** Begin ENTRIES SHOWN **
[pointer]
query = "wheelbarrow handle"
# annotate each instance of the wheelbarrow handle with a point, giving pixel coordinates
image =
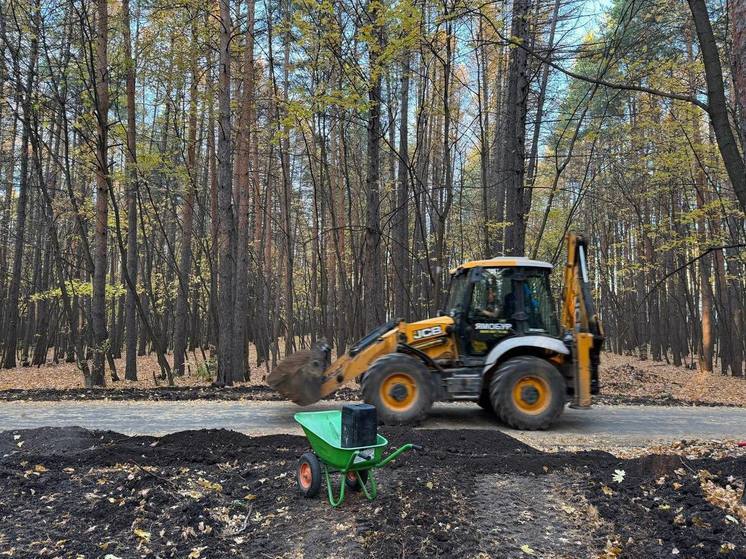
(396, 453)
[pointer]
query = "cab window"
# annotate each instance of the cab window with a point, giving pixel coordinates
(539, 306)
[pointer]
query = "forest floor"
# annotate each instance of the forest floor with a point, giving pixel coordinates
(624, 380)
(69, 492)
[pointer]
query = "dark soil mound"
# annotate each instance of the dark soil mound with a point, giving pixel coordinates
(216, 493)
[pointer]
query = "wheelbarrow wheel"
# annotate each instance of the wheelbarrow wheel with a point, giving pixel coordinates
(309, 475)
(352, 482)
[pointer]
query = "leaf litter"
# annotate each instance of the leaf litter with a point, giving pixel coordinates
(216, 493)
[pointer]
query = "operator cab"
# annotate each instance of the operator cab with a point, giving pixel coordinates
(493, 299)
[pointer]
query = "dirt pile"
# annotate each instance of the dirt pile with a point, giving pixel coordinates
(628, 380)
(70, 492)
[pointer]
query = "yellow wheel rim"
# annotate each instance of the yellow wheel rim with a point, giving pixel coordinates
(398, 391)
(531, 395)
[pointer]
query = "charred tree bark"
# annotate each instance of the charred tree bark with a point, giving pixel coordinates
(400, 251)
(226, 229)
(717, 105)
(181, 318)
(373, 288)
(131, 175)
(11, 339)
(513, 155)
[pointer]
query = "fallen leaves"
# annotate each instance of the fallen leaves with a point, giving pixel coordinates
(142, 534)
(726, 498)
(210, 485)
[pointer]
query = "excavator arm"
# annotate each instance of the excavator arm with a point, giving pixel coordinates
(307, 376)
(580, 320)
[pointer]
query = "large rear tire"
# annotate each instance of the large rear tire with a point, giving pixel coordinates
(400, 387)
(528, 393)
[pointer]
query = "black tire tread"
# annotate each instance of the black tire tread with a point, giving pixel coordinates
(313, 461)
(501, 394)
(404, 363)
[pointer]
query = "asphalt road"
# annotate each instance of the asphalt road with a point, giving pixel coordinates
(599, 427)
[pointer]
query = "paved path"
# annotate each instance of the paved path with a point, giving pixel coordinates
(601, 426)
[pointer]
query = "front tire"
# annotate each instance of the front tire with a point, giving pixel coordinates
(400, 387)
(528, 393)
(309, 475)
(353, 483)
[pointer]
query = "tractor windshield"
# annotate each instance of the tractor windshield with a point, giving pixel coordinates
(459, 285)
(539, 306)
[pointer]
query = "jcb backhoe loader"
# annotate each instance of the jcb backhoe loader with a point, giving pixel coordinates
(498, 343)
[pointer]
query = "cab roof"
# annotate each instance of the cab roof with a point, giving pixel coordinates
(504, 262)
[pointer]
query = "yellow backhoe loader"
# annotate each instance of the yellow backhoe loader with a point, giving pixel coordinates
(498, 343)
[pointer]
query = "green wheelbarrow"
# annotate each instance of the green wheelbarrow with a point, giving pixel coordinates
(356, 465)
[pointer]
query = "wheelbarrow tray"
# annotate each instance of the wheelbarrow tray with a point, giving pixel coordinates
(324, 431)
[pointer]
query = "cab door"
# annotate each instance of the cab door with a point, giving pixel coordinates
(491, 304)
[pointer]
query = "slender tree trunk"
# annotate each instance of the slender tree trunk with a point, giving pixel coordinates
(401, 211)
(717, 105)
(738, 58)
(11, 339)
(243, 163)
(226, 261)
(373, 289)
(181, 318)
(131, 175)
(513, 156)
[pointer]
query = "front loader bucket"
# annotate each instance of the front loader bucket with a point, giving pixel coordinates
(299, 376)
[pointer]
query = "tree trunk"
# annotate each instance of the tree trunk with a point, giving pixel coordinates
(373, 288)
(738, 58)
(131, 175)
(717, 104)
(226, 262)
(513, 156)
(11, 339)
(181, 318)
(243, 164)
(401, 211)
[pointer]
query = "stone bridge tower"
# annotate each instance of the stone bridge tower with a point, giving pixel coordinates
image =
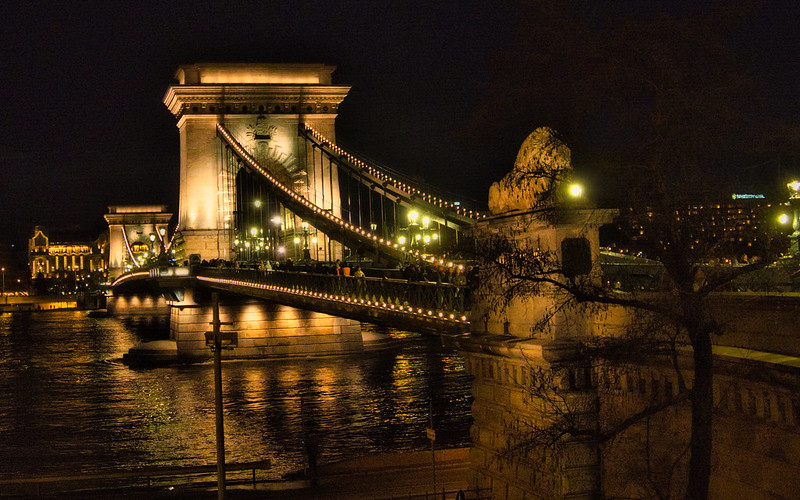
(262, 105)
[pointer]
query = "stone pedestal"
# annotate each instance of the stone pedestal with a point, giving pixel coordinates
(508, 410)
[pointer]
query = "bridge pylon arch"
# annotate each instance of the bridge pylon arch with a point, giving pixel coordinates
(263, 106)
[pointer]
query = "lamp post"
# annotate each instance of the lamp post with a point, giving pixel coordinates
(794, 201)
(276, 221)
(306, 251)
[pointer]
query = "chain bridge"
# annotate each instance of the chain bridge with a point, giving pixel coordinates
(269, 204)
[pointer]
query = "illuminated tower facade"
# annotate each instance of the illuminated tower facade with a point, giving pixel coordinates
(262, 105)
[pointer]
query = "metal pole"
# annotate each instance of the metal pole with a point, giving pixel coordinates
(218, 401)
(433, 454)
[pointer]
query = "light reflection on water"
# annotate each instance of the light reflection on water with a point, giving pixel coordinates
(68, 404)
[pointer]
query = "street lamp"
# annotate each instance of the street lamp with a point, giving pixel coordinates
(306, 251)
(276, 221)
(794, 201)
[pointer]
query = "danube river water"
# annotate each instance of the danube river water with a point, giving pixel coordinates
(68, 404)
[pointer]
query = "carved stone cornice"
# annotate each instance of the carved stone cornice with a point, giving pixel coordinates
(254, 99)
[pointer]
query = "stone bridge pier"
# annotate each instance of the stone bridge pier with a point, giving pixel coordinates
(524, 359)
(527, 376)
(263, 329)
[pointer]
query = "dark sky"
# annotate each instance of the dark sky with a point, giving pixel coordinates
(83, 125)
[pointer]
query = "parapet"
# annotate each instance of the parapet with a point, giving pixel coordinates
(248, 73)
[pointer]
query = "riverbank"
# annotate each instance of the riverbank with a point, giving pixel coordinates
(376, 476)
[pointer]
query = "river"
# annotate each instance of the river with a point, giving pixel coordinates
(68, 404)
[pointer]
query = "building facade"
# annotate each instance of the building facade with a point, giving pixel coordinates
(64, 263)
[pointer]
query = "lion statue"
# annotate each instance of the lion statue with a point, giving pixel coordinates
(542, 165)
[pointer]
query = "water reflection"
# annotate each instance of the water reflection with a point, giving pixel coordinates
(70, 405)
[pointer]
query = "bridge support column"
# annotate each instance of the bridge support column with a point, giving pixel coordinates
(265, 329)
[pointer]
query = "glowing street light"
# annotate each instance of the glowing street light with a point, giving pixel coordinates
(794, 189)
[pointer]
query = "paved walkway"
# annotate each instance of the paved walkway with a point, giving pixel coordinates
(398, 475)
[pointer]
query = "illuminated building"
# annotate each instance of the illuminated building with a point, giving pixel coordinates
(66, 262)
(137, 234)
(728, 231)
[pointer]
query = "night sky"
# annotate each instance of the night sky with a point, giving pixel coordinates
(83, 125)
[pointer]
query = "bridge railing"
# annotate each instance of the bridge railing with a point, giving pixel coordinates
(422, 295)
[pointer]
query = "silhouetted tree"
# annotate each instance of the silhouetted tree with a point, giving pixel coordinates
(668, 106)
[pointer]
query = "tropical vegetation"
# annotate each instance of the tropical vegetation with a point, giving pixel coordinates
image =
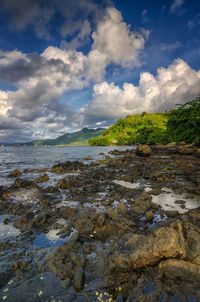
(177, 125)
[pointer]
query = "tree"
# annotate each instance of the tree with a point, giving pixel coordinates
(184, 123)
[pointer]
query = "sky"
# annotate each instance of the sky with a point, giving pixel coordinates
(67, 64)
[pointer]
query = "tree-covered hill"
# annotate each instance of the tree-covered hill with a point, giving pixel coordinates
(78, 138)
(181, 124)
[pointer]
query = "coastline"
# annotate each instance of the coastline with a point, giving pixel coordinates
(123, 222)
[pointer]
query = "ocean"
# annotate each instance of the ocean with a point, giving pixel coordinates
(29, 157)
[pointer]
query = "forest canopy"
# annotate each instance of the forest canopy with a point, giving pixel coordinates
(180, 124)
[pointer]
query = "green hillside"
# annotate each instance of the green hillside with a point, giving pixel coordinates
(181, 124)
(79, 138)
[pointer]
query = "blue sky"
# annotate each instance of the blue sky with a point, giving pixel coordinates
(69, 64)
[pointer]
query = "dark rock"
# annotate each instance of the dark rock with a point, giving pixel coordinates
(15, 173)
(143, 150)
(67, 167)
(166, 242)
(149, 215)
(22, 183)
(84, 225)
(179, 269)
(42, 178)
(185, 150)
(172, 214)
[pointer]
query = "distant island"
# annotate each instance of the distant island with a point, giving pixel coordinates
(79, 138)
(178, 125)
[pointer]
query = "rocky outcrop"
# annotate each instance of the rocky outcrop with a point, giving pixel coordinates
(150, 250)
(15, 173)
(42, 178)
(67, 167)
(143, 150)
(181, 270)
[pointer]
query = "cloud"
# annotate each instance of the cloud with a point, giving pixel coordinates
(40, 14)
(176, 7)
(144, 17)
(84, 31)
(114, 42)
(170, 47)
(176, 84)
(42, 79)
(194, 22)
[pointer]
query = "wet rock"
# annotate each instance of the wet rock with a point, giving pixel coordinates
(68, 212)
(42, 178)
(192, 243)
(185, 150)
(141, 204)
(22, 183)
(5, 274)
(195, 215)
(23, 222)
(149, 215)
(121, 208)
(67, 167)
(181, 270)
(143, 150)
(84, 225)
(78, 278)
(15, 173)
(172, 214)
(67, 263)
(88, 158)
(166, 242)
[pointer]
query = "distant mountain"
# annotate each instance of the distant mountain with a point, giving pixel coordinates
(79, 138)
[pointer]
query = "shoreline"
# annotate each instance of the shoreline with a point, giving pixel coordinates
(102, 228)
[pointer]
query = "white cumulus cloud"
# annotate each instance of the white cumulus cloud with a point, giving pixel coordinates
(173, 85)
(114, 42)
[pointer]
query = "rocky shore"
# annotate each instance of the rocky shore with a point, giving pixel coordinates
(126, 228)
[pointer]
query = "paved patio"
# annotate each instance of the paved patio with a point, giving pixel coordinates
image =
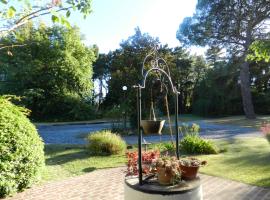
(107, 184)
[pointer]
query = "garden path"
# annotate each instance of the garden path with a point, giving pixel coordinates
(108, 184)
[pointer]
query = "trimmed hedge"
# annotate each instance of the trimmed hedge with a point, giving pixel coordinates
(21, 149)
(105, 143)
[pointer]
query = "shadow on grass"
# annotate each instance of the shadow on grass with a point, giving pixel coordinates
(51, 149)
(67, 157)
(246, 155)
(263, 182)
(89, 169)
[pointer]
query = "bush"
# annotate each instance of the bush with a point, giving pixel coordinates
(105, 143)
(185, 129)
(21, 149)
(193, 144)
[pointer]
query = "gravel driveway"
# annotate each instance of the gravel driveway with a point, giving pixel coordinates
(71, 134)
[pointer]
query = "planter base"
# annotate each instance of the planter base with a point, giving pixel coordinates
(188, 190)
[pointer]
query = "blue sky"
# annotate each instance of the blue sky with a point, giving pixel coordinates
** End ENTRIES SHOWN **
__THE TASK__
Please locate every line in the listing above that contains the string "trimmed" and copy each one out, matching case exactly.

__WORKED SOLUTION__
query = "trimmed hedge"
# annotate each instance of the trimmed hedge with a point, giving pixel coordinates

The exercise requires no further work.